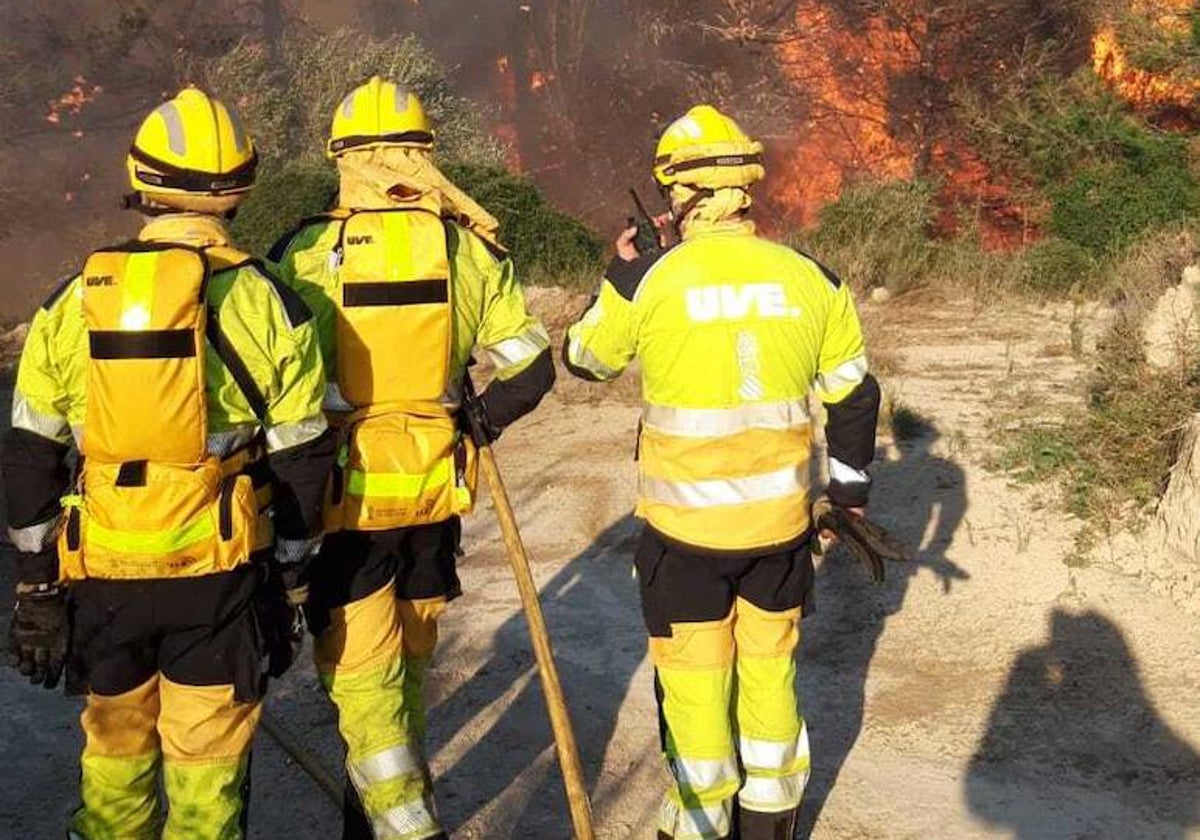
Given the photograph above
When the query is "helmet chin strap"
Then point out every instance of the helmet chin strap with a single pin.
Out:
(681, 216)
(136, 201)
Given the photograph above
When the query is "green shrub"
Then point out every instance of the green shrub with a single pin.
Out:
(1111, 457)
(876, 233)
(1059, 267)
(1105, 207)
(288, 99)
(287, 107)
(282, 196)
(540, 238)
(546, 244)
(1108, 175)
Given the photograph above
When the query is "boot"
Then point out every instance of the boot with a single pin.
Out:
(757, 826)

The problem - Only the lines from the one holding "Then point out every instance of the green" to the end of the listing are to be written out, word for word.

Worked solution -
Then point out every instance of the green shrub with a single pin.
Out:
(1111, 457)
(876, 233)
(1059, 267)
(1105, 207)
(288, 99)
(287, 107)
(282, 196)
(540, 238)
(546, 244)
(1108, 175)
Given the photograph above
When the query is "boot"
Then point out every instance of the boot with a single pin.
Out:
(757, 826)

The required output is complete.